Copy every line of the entries that has the string "below" in it.

(INPUT DATA begins)

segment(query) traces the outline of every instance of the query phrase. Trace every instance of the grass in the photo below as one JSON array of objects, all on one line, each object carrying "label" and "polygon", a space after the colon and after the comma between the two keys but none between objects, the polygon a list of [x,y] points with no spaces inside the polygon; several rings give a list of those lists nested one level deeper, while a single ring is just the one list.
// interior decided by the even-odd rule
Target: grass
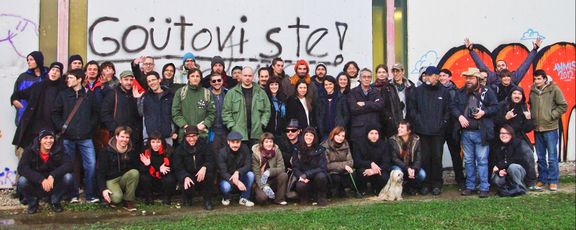
[{"label": "grass", "polygon": [[558,182],[560,183],[560,185],[576,183],[576,176],[574,176],[574,175],[560,176],[560,178],[558,179]]},{"label": "grass", "polygon": [[403,201],[100,222],[123,229],[574,229],[574,193]]}]

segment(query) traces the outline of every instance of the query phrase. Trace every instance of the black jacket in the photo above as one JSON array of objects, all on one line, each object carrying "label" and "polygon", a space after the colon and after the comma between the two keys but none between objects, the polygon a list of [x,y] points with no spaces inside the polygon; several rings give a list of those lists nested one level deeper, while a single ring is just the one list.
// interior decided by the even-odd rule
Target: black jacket
[{"label": "black jacket", "polygon": [[87,91],[85,88],[80,89],[78,92],[72,88],[67,88],[58,94],[52,108],[52,121],[56,131],[62,130],[68,114],[72,112],[76,101],[80,97],[84,97],[84,100],[63,134],[66,139],[84,140],[92,138],[92,132],[98,125],[98,105],[92,92]]},{"label": "black jacket", "polygon": [[20,124],[16,128],[12,144],[26,148],[32,144],[33,139],[43,129],[56,130],[52,122],[52,107],[60,91],[66,89],[62,79],[56,81],[38,82],[22,91],[16,91],[10,97],[13,100],[26,100],[26,110],[20,118]]},{"label": "black jacket", "polygon": [[292,165],[296,177],[312,179],[317,173],[327,173],[326,148],[319,145],[310,150],[298,149],[292,158]]},{"label": "black jacket", "polygon": [[[496,124],[496,132],[498,132],[498,127],[502,127],[505,124],[512,126],[514,129],[514,136],[526,141],[526,143],[531,143],[530,139],[528,139],[528,135],[526,133],[534,130],[534,120],[533,119],[526,119],[524,116],[524,111],[528,111],[528,106],[526,104],[526,97],[524,96],[524,91],[521,88],[517,88],[522,92],[522,100],[520,103],[514,103],[511,98],[511,94],[514,90],[510,91],[510,95],[498,104],[498,113],[494,119],[494,123]],[[506,120],[506,113],[508,111],[514,109],[514,113],[516,114],[510,120]]]},{"label": "black jacket", "polygon": [[510,164],[514,163],[521,165],[522,168],[528,171],[530,164],[527,156],[529,153],[532,154],[530,147],[523,145],[520,139],[514,138],[506,144],[498,140],[494,152],[490,154],[494,154],[498,169],[507,169]]},{"label": "black jacket", "polygon": [[172,167],[178,180],[184,181],[186,177],[195,178],[202,167],[206,167],[206,172],[213,172],[214,158],[211,149],[204,138],[198,138],[195,146],[190,146],[186,141],[181,143],[172,157]]},{"label": "black jacket", "polygon": [[98,154],[98,172],[96,179],[100,194],[106,190],[106,181],[112,180],[119,176],[124,175],[131,169],[139,169],[140,157],[132,148],[132,144],[128,145],[128,150],[125,153],[118,153],[116,149],[116,138],[111,138],[108,146]]},{"label": "black jacket", "polygon": [[162,134],[167,138],[172,135],[172,98],[168,88],[163,89],[160,95],[150,89],[138,99],[138,112],[144,116],[146,133],[150,136],[153,132]]},{"label": "black jacket", "polygon": [[443,136],[450,118],[450,92],[438,82],[420,85],[408,103],[414,131],[423,135]]},{"label": "black jacket", "polygon": [[392,154],[388,147],[382,139],[372,143],[368,138],[364,138],[361,146],[356,148],[358,151],[352,153],[354,168],[363,171],[371,168],[370,165],[374,162],[382,171],[388,172],[392,163]]},{"label": "black jacket", "polygon": [[130,139],[141,141],[142,117],[138,114],[137,101],[132,91],[126,92],[118,85],[106,93],[100,116],[110,133],[114,133],[118,126],[128,126],[132,128]]},{"label": "black jacket", "polygon": [[[306,102],[310,100],[306,97]],[[306,111],[304,111],[304,105],[300,103],[300,99],[295,96],[291,96],[286,100],[286,121],[290,119],[298,120],[298,125],[300,129],[305,129],[306,127],[316,128],[316,116],[314,114],[316,110],[315,101],[312,101],[312,108],[308,110],[308,118],[306,117]],[[308,123],[310,121],[310,123]]]},{"label": "black jacket", "polygon": [[66,156],[60,142],[54,142],[50,150],[48,161],[44,163],[40,159],[40,143],[38,138],[34,139],[28,146],[20,162],[18,163],[18,174],[26,177],[27,180],[41,184],[48,176],[52,175],[55,180],[60,179],[64,174],[72,172],[72,161]]},{"label": "black jacket", "polygon": [[[380,113],[384,108],[384,100],[375,89],[369,89],[364,95],[362,86],[358,86],[348,93],[348,108],[350,109],[350,140],[358,141],[368,132],[368,128],[380,129]],[[357,102],[364,102],[358,106]]]},{"label": "black jacket", "polygon": [[422,156],[420,151],[420,137],[418,137],[418,135],[414,135],[412,141],[410,143],[406,143],[405,147],[407,148],[407,151],[412,154],[408,160],[408,164],[405,164],[404,159],[402,159],[400,156],[402,147],[401,138],[397,135],[394,135],[388,139],[388,148],[390,150],[390,154],[392,155],[392,163],[402,168],[402,170],[412,168],[415,171],[418,171],[422,164],[420,161]]},{"label": "black jacket", "polygon": [[295,154],[298,153],[298,143],[300,143],[301,137],[298,137],[298,141],[296,144],[292,144],[285,133],[283,133],[280,137],[276,137],[274,143],[278,145],[280,151],[282,151],[282,158],[284,159],[284,166],[286,169],[292,168],[291,158]]},{"label": "black jacket", "polygon": [[[496,115],[496,112],[498,110],[498,101],[496,100],[496,95],[494,94],[494,92],[489,88],[482,87],[480,92],[481,93],[474,92],[474,94],[479,99],[483,98],[482,100],[479,100],[480,102],[478,106],[480,106],[481,104],[482,109],[486,114],[482,118],[480,118],[478,122],[479,122],[479,130],[482,136],[482,142],[487,143],[488,141],[494,139],[494,122],[492,118],[494,115]],[[484,94],[484,97],[482,97],[482,94]],[[462,127],[460,126],[460,122],[458,122],[458,117],[460,115],[463,115],[465,117],[467,116],[466,113],[468,112],[466,111],[466,107],[468,105],[469,96],[472,95],[468,94],[468,92],[466,91],[466,87],[462,87],[462,89],[458,90],[458,92],[454,97],[454,100],[451,103],[451,110],[452,110],[451,115],[452,117],[454,117],[454,119],[456,119],[454,131],[452,132],[452,135],[455,138],[455,140],[460,140],[460,131]]]},{"label": "black jacket", "polygon": [[[412,93],[415,89],[414,83],[412,83],[410,80],[405,80],[403,84],[406,87],[406,89],[404,89],[406,95],[406,103],[402,103],[402,101],[400,101],[400,97],[398,96],[398,91],[394,86],[393,80],[390,80],[388,84],[385,84],[380,90],[380,95],[384,100],[384,109],[381,112],[381,116],[382,123],[384,125],[384,135],[386,137],[391,137],[398,132],[398,123],[400,123],[400,121],[405,118],[403,109],[408,108],[406,104],[410,103],[410,98],[412,97]],[[406,109],[406,113],[408,112],[408,109]]]},{"label": "black jacket", "polygon": [[235,171],[242,176],[252,169],[252,152],[245,144],[237,152],[226,145],[216,154],[216,165],[222,180],[230,179]]},{"label": "black jacket", "polygon": [[[326,91],[320,90],[320,98],[316,103],[316,121],[318,125],[318,134],[322,138],[325,138],[330,134],[332,129],[336,126],[346,127],[345,117],[347,114],[343,114],[347,111],[348,107],[346,102],[346,97],[343,97],[339,91],[335,91],[332,94],[332,101],[328,102],[328,95]],[[328,105],[332,108],[332,116],[328,117]],[[331,123],[332,127],[328,127],[327,124]]]},{"label": "black jacket", "polygon": [[[148,146],[150,146],[150,144],[148,144]],[[166,143],[164,143],[164,141],[162,141],[162,151],[154,151],[152,150],[151,147],[148,147],[144,150],[143,154],[144,155],[148,155],[150,157],[150,164],[148,166],[144,165],[144,163],[142,163],[142,161],[140,161],[140,158],[138,158],[138,163],[139,163],[139,171],[140,171],[140,175],[150,175],[153,178],[163,178],[166,176],[172,176],[172,170],[170,172],[168,172],[167,174],[162,174],[160,172],[160,167],[162,165],[170,167],[172,169],[172,161],[170,160],[170,158],[172,158],[172,153],[173,153],[173,149],[170,145],[167,145]]]}]

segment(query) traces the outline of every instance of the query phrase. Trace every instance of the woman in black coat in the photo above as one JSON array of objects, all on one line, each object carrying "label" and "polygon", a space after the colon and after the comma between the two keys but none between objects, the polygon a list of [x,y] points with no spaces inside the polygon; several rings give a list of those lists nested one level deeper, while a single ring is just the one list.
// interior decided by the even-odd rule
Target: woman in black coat
[{"label": "woman in black coat", "polygon": [[282,92],[281,79],[271,76],[264,90],[270,100],[270,120],[264,129],[266,132],[274,134],[276,139],[284,134],[286,127],[286,94]]},{"label": "woman in black coat", "polygon": [[170,173],[172,147],[166,144],[162,135],[153,132],[148,137],[146,150],[140,154],[140,191],[146,204],[152,204],[154,193],[163,195],[162,203],[170,204],[176,191],[176,178]]},{"label": "woman in black coat", "polygon": [[[336,88],[336,79],[332,76],[324,77],[324,90],[320,90],[319,99],[316,103],[316,121],[318,125],[318,134],[325,140],[328,134],[336,126],[344,126],[344,109],[347,107],[345,97]],[[343,102],[344,101],[344,102]]]},{"label": "woman in black coat", "polygon": [[352,153],[358,178],[358,190],[365,194],[370,182],[370,193],[378,195],[390,178],[391,154],[377,128],[368,128],[366,138],[360,142],[358,151]]},{"label": "woman in black coat", "polygon": [[[514,129],[509,125],[500,128],[499,138],[494,152],[496,163],[492,168],[491,182],[498,187],[501,196],[515,196],[527,191],[524,179],[528,167],[527,158],[533,154],[530,147],[514,136]],[[533,167],[533,165],[532,165]]]},{"label": "woman in black coat", "polygon": [[316,128],[316,116],[314,114],[315,102],[308,95],[308,85],[304,80],[298,80],[295,85],[294,95],[286,101],[286,120],[296,119],[300,129],[306,127]]},{"label": "woman in black coat", "polygon": [[307,203],[312,195],[316,195],[318,205],[324,206],[328,203],[326,149],[318,144],[318,135],[312,127],[304,129],[303,139],[297,153],[292,157],[294,176],[298,178],[296,192],[301,204]]}]

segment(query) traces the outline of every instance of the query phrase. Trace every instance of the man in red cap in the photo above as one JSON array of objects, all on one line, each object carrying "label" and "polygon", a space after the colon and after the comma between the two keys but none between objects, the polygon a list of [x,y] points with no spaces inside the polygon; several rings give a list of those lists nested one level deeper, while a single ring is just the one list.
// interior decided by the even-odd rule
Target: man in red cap
[{"label": "man in red cap", "polygon": [[317,98],[316,92],[318,92],[318,90],[316,89],[315,84],[311,84],[312,78],[309,74],[310,66],[308,66],[308,62],[306,62],[304,59],[296,61],[296,64],[294,65],[294,72],[295,74],[292,75],[292,77],[282,79],[282,91],[287,96],[292,96],[294,95],[294,87],[296,86],[296,83],[299,80],[304,80],[308,85],[308,95],[306,95],[306,99]]}]

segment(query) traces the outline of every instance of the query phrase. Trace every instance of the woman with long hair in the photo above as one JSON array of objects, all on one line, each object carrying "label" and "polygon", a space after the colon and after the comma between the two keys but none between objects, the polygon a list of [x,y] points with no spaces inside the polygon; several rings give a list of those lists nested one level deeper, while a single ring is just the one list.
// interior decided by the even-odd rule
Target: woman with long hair
[{"label": "woman with long hair", "polygon": [[296,192],[300,204],[306,204],[311,197],[316,197],[317,204],[324,206],[328,204],[326,149],[318,144],[318,135],[312,127],[304,129],[303,140],[292,157],[294,176],[298,178]]},{"label": "woman with long hair", "polygon": [[256,176],[256,203],[264,204],[273,200],[275,204],[286,205],[288,174],[285,172],[282,152],[274,143],[274,135],[265,132],[258,144],[252,146],[252,171]]},{"label": "woman with long hair", "polygon": [[390,137],[388,144],[394,164],[390,169],[404,173],[406,194],[415,195],[420,183],[426,179],[426,172],[420,167],[420,137],[412,132],[410,122],[400,121],[398,134]]},{"label": "woman with long hair", "polygon": [[330,175],[330,194],[332,197],[346,197],[344,188],[352,184],[351,173],[354,171],[354,161],[350,145],[346,140],[346,131],[342,126],[336,126],[328,136],[328,139],[322,143],[326,148],[326,157],[328,159],[327,169]]}]

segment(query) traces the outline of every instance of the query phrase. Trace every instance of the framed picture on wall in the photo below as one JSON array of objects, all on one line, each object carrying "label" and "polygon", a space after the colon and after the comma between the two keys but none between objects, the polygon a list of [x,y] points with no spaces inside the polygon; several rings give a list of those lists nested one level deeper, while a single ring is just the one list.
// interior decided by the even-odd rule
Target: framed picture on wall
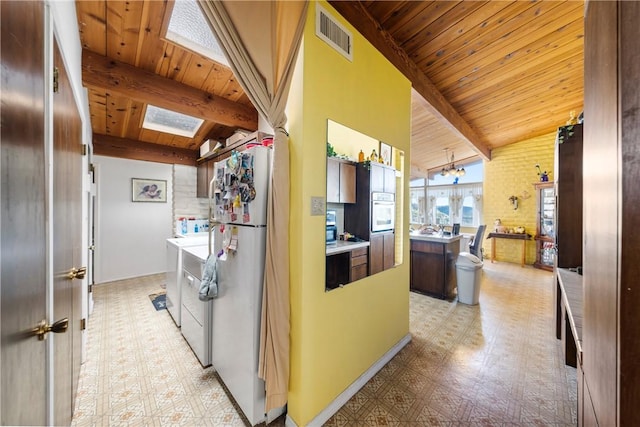
[{"label": "framed picture on wall", "polygon": [[133,202],[167,203],[167,181],[131,178],[131,200]]},{"label": "framed picture on wall", "polygon": [[380,157],[382,157],[382,162],[387,166],[392,164],[391,155],[391,146],[380,141]]}]

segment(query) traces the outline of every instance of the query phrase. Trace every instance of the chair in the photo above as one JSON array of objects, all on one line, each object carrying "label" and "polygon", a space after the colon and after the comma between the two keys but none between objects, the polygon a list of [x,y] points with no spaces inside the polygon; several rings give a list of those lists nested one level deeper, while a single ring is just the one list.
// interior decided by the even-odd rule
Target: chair
[{"label": "chair", "polygon": [[484,230],[487,228],[486,225],[481,225],[478,227],[478,231],[476,231],[476,235],[473,238],[473,242],[469,246],[469,253],[471,255],[475,255],[480,260],[483,259],[483,250],[482,250],[482,238],[484,237]]}]

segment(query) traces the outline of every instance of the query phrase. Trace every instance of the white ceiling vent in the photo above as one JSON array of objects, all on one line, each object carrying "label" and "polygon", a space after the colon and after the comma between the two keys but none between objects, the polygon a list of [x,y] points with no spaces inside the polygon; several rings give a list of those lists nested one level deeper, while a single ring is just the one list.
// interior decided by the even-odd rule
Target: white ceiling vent
[{"label": "white ceiling vent", "polygon": [[316,36],[353,62],[353,35],[317,3]]}]

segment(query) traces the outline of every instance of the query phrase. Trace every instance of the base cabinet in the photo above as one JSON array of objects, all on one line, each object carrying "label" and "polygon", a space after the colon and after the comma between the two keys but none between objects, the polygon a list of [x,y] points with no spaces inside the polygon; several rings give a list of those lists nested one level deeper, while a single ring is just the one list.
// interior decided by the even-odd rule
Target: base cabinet
[{"label": "base cabinet", "polygon": [[395,265],[395,234],[371,233],[369,237],[369,275]]},{"label": "base cabinet", "polygon": [[325,289],[331,290],[368,276],[369,248],[327,255]]},{"label": "base cabinet", "polygon": [[453,299],[459,253],[460,240],[450,243],[411,240],[411,290],[440,299]]}]

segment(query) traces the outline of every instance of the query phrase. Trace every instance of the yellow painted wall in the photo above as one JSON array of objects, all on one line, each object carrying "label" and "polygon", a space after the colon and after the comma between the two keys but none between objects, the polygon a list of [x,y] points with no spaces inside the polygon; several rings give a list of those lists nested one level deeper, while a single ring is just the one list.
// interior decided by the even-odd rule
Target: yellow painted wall
[{"label": "yellow painted wall", "polygon": [[[325,217],[311,216],[310,200],[326,193],[327,119],[404,150],[408,164],[411,85],[328,3],[321,4],[352,31],[354,57],[348,61],[316,37],[316,3],[311,3],[287,107],[291,135],[288,415],[299,426],[307,425],[409,333],[408,261],[325,292]],[[409,200],[408,185],[402,191],[401,200]],[[408,221],[405,207],[403,222]],[[408,260],[406,233],[402,249]]]},{"label": "yellow painted wall", "polygon": [[[508,227],[524,226],[532,236],[536,233],[536,192],[534,183],[539,182],[536,164],[550,172],[553,181],[553,159],[556,133],[543,135],[526,141],[510,144],[491,151],[491,161],[484,162],[483,217],[487,232],[493,230],[493,222],[500,218]],[[518,209],[514,210],[510,196],[518,197]],[[491,256],[491,241],[483,243],[485,259]],[[499,239],[496,242],[496,261],[520,263],[522,241]],[[536,260],[535,242],[527,242],[526,263]]]}]

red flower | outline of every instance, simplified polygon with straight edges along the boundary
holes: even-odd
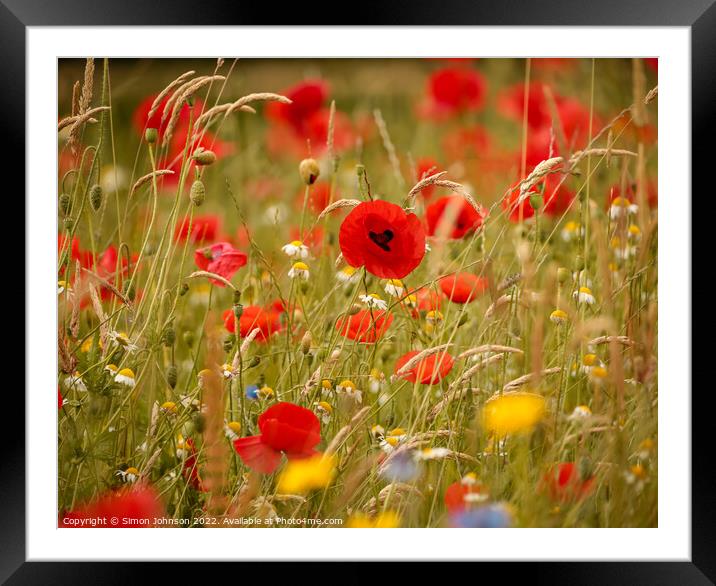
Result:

(INPUT DATA ends)

ANSWER TO THIS EXERCISE:
segment(query) traces the outline of every instance of the query phrase. Trace every instance of the grass in the photo below as one JSON array of objects, all on one line, each object carrying "label" and "polygon", a space after the colon and after the comma between the two keys but none between objects, the polygon a list of [x,y] points with no spaces inside the polygon; several rings give a list of those lists nested one level deeper, while a single ring is just the one list.
segment(query) traces the outline of every instance of the query phrase. Trace every instance of the framed picture on wall in the photo below as one JSON array of objects, all on one line, each object carrying "label" and "polygon", a space after the colon and after the comma between the two keys but none between objects, the polygon a list of [x,y] points with no spaces inside the polygon; several rings give a list of those lists nested one level deeper, while a single ring is just the one list.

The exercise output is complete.